ASSIGNED TASK A
According to the article on training for Hungarian translators, when did the two OGYÉI experts come to give training to the Centre's in-house translators?
ASSIGNED TASK B
Rewrite the paragraph of the article on training for Hungarian translators that begins "They firstly gave the training" more briefly, retaining its main facts.
ASSIGNED TASK C
Write a continuation of the article on training for Hungarian translators, starting after its final sentence.

TEXT SHOWN
Training for our Hungarian translators in the public health field

On 7 and 8 February 2019, two experts from OGYÉI, the Hungarian competent authority for the European Medicines Agency (EMA), came to give practice-oriented training to the Centre’s in-house translators. With almost 43 000 pages translated in 2018, EMA is the Centre’s third client in terms of translation volume.

After a presentation of the Translation Centre’s translation workflow and quality assurance model, the two OGYÉI representatives took the floor to describe the structure and operations of the Department for Quality Review of Documents in which they work.

They had originally taken the initiative of designing a training course for Hungarian translators working in the field of public health because experience had demonstrated a need to establish translation standards to increase the quality of documents.

They firstly gave the training to their colleagues, who work with the product information material translated by either the Centre or the pharmaceutical industry, depending on which regulatory procedure applies. To improve the accessibility of the information, the representatives draw up strict guidelines and internal manuals, which are downloadable from a central database.

The next obvious step for the two OGYÉI experts was to extend their training to other interested parties. Around 100 freelance translators and regulatory affairs specialists from the medical-pharmaceutical industry have now attended the course, which consists of two levels (beginners and advanced).

The excellent feedback that the pair have received from all parties has confirmed the real need for this structured training. The Centre was therefore delighted to also be able to benefit from OGYÉI’s expertise.

DATASET SECTION
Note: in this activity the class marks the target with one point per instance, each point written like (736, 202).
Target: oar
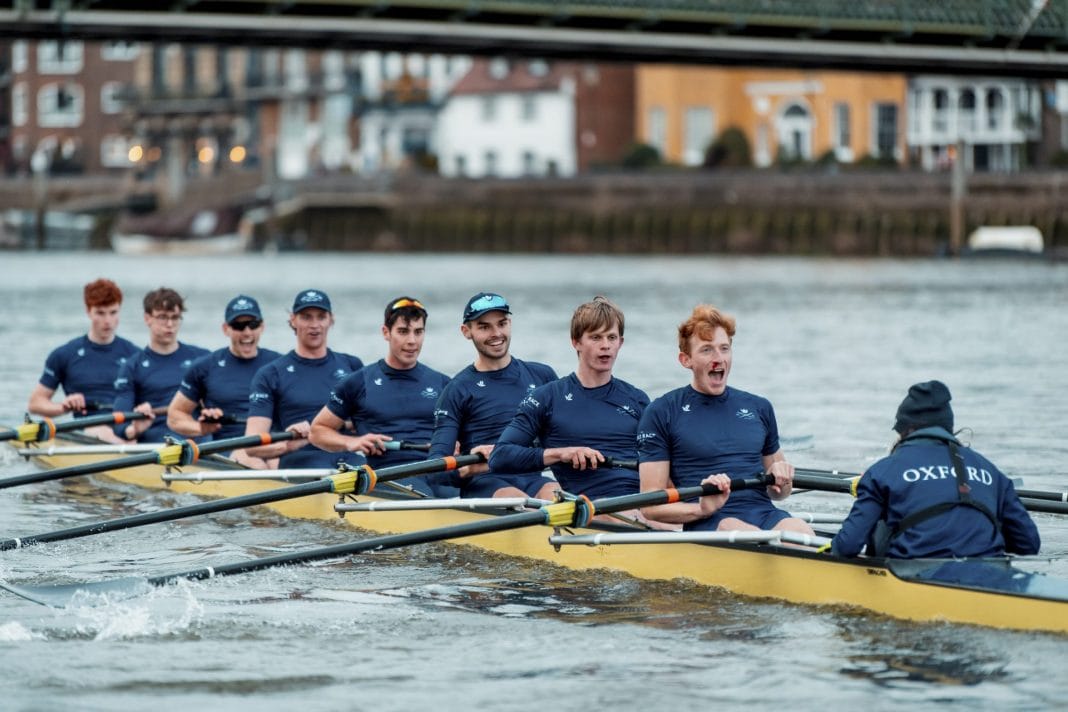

WRITTEN REPLY A
On 7 and 8 February 2019.

WRITTEN REPLY B
The experts first trained their own colleagues, who handle product information material translated by the Centre or by the pharmaceutical industry, depending on the applicable regulatory procedure. To make the information more accessible, they draw up strict guidelines and internal manuals that can be downloaded from a central database.

WRITTEN REPLY C
Rich and varied course content
The two-day workshop held at the Centre covered general translation issues and various approaches in translation theory. Some parts of the workshop involved practical sessions where participants tackled problems identified in sample translations, such as word order, problems with the source text/content, grammatical issues, abbreviations, scientific nouns, pharmaceutical expressions, statistics, and terms related to the body’s different biological systems.

The participants also discussed various specifics of Hungarian medical translation, including literal translation, compulsory and optional conversion tools in the translator’s toolkit, antonymic translation, syntax errors, text reduction, the correct use of hyphens and dashes and the use of singular versus plural.

Valuable information to share with our external language service providers
Based on what they learnt in the course, our Hungarian in-house translators have now drafted guidelines and created a term list, which will be integrated as a termbase into the Centre’s CAT tool. These resources will be made available to the Centre’s external language providers, thereby passing on the benefits of the training to all concerned.